— Exercise instructions —
Starting at the line below that contains "column 278, row 127", print each line through the end of the records exactly as it appears.

Start of Exercise input

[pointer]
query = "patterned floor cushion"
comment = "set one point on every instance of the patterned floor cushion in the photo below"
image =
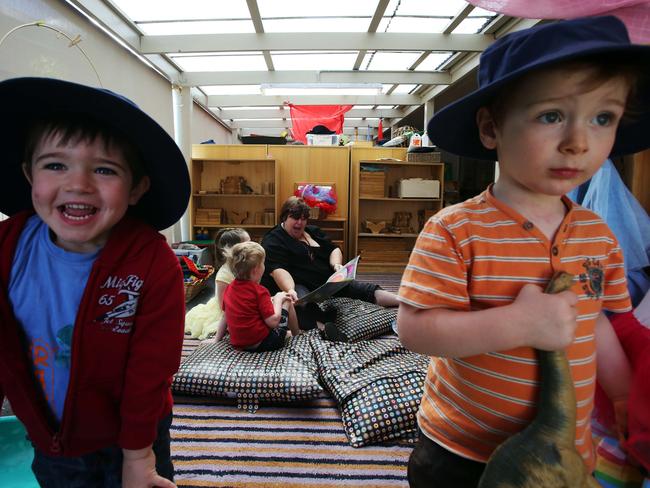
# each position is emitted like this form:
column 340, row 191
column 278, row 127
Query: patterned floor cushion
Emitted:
column 360, row 320
column 217, row 369
column 378, row 385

End of Exercise input

— Written answer —
column 278, row 127
Query: patterned floor cushion
Emitted:
column 360, row 320
column 217, row 369
column 378, row 385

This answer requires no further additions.